- RECORD SET:
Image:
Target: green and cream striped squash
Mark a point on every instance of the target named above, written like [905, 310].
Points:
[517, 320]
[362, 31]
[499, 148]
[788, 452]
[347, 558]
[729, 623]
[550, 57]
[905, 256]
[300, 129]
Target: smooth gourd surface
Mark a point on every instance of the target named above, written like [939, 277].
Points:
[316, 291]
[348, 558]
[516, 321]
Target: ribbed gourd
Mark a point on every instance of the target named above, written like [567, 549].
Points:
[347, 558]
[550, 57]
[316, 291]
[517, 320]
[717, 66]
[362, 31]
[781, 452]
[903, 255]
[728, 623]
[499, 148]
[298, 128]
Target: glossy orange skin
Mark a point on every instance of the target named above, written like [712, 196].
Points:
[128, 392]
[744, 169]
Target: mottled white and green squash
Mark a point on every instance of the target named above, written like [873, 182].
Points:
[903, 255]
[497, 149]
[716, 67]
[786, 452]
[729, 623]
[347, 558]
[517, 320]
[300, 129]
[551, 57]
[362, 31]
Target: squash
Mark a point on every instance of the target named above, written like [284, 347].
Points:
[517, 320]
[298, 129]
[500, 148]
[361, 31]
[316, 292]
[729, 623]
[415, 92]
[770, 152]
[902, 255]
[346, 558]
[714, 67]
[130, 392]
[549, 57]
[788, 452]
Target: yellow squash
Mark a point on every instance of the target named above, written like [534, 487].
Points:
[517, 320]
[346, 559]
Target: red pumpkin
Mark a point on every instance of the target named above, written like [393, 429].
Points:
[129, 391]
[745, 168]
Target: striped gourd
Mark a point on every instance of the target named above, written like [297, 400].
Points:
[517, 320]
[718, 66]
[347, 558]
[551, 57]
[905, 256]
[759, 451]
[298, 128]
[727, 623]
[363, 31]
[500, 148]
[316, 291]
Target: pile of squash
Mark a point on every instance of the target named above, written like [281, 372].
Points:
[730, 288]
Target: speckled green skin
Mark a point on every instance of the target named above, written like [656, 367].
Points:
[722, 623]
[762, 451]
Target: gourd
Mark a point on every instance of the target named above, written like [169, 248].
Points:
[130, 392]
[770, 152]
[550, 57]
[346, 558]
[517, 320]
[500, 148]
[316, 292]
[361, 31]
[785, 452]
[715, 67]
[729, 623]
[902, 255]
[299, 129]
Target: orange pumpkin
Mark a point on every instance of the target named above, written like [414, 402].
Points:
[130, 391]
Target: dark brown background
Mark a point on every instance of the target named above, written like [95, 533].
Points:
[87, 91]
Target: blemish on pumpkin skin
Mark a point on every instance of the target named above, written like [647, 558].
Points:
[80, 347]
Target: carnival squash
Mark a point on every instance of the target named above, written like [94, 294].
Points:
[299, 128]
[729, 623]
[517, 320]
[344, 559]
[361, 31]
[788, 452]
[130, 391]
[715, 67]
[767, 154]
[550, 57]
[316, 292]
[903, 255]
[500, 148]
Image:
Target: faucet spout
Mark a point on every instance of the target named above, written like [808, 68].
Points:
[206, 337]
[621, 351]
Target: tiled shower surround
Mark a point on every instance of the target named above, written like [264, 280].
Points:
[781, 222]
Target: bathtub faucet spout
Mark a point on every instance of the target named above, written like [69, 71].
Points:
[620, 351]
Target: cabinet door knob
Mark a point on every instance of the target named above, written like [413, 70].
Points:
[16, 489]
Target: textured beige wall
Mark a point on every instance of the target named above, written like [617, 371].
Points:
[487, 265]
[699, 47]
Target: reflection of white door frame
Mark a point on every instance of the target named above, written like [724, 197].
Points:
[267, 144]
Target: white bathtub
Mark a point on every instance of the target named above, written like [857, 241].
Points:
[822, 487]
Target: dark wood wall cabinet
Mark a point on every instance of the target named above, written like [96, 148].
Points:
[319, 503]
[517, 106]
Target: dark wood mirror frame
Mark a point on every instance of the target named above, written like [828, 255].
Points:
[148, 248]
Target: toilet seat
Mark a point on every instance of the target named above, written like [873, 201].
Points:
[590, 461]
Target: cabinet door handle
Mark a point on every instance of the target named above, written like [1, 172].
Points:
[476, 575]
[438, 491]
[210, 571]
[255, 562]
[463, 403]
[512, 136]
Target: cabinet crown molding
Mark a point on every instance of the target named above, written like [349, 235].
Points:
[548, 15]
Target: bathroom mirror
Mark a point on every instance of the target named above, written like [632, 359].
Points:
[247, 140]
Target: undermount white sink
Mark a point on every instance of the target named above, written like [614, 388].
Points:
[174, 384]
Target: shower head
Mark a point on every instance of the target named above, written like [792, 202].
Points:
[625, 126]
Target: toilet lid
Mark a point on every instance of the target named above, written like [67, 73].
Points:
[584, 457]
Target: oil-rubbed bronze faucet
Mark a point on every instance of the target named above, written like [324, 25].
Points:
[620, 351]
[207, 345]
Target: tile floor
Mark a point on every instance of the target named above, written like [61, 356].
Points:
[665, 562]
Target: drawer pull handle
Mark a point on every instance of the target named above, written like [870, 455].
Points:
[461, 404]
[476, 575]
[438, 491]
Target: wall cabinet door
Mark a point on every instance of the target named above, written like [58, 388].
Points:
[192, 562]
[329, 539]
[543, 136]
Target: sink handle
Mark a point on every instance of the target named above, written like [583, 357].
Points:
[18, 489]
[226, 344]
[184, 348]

- TASK OBJECTIVE: Reproduce each record exactly, leaving nothing out.

- TASK OUTPUT:
Image:
Target: green and cream striped squash
Mark a point on every instance of the target named above, written like [905, 310].
Points:
[517, 320]
[362, 31]
[499, 148]
[788, 452]
[347, 558]
[729, 623]
[550, 57]
[905, 256]
[300, 129]
Target: smooth gourd surface
Mark a point on every instance of the target named above, written like [939, 277].
Points:
[316, 291]
[348, 558]
[516, 321]
Target: ribbed gourd
Mark a point on every instance of the target named above, written like [567, 549].
Points:
[347, 558]
[550, 57]
[316, 291]
[517, 320]
[717, 66]
[362, 31]
[781, 452]
[903, 255]
[728, 623]
[499, 148]
[298, 128]
Target: glossy orange skin
Mark a point on every instance of the target named above, written like [712, 196].
Points:
[128, 392]
[744, 169]
Target: mottled white and green squash
Mark a point on every instance of the target named above, written like [873, 182].
Points:
[903, 255]
[497, 149]
[716, 67]
[786, 452]
[729, 623]
[347, 558]
[517, 320]
[300, 129]
[551, 57]
[362, 31]
Target: squash
Mark a point on every instance of the target named above, written like [284, 347].
Points:
[517, 320]
[298, 129]
[500, 148]
[361, 31]
[316, 292]
[729, 623]
[415, 92]
[770, 152]
[902, 255]
[346, 558]
[714, 67]
[130, 392]
[549, 57]
[788, 452]
Target: yellow squash
Mark a point on every instance of the target named above, written like [534, 487].
Points:
[517, 320]
[346, 559]
Target: red pumpkin
Mark a point on every instance of the target named above, written like [393, 429].
Points:
[129, 391]
[745, 168]
Target: striped gourd
Mark a point on every instance of the target named above, written like [297, 400].
Points:
[517, 320]
[718, 66]
[347, 558]
[551, 57]
[905, 256]
[759, 451]
[298, 128]
[727, 623]
[363, 31]
[500, 148]
[316, 291]
Target: pile of squash
Mark a point on every instance of the target named above, written like [281, 372].
Points:
[730, 288]
Target: speckled green skin
Mark a point on every instance of the target named above, written like [656, 367].
Points:
[722, 623]
[762, 451]
Target: gourd
Mark a point on every instance of the target named above, written like [169, 248].
Points:
[130, 392]
[770, 152]
[550, 57]
[346, 558]
[517, 320]
[500, 148]
[316, 292]
[361, 31]
[785, 452]
[715, 67]
[729, 623]
[902, 255]
[299, 129]
Target: orange pumpkin
Mark a point on every instance of the target named above, written like [414, 402].
Points:
[130, 391]
Target: dark brown background
Mark a point on every instance of the target named above, written like [95, 533].
Points:
[87, 91]
Target: blemish on pumpkin skin
Mark a point on every instance of the target named above, written like [647, 558].
Points:
[80, 347]
Target: carnival squash
Mark a point on every instance of the target named above, written like [94, 294].
Points:
[299, 128]
[729, 623]
[517, 320]
[344, 559]
[361, 31]
[788, 452]
[130, 391]
[715, 67]
[767, 154]
[550, 57]
[316, 292]
[903, 255]
[500, 148]
Image:
Target: faucet spout
Mark a point on every instance of the target named above, written like [808, 68].
Points:
[206, 337]
[621, 351]
Target: tiled shower surround
Mark a point on every instance of the target named above, written like [264, 280].
Points:
[781, 222]
Target: bathtub faucet spout
Mark a point on every instance of the target named above, written like [69, 71].
Points:
[620, 351]
Target: cabinet door knob
Mark a point on every instance of the target named above, written like [413, 70].
Points:
[16, 489]
Target: textured beige wall
Mark a point on every instance of the target named above, written like [617, 371].
Points:
[487, 265]
[699, 47]
Target: reflection of white door frame
Mark a point on every instance of the target named above, written like [724, 197].
Points:
[267, 144]
Target: white bathtub
Mark a point on every instance of the target named above, written like [857, 241].
Points:
[822, 487]
Target: dark wood wall cabinet
Mark a point on every instance of the target named above, written like [96, 148].
Points:
[319, 503]
[517, 106]
Target: dark wood mirror frame
Mark a point on every instance of the target named above, written like [828, 255].
Points:
[148, 248]
Target: toilet seat
Mark a point on every instance of the target named above, written like [873, 201].
Points:
[590, 461]
Target: cabinet door handle
Mark a point on every instance of the target named above, written like [1, 172].
Points:
[476, 575]
[438, 491]
[210, 571]
[255, 562]
[463, 403]
[512, 136]
Target: cabinet crown molding
Mark a point on every instance of the target named above, written like [349, 235].
Points:
[548, 15]
Target: bathroom mirror
Mark a point on every instance of the target named above, written like [632, 359].
Points:
[247, 140]
Target: undermount white sink
Mark a point on every instance of the target named above, written like [614, 388].
Points:
[174, 384]
Target: shower head
Mark a point on every instance of the target named above, written like [792, 202].
Points:
[625, 126]
Target: toilet lid
Mark a point on every instance of the target named above, written like [67, 73].
Points:
[584, 457]
Target: oil-rubbed bronze faucet
Mark a point on every instance of the target named above, written like [324, 25].
Points:
[620, 351]
[207, 345]
Target: tile floor
Mark a point on every instance of the target named above, written like [61, 356].
Points:
[665, 562]
Target: drawer pull handle
Mark a point on every instance of the target named above, written like [870, 455].
Points:
[461, 404]
[476, 575]
[438, 491]
Target: wall cabinet door
Mark a point on every instance of the target named above, written like [58, 388].
Points:
[192, 562]
[329, 539]
[543, 136]
Target: sink handle
Mark a point on every instance of the target named above, written like [583, 357].
Points:
[18, 489]
[226, 344]
[184, 348]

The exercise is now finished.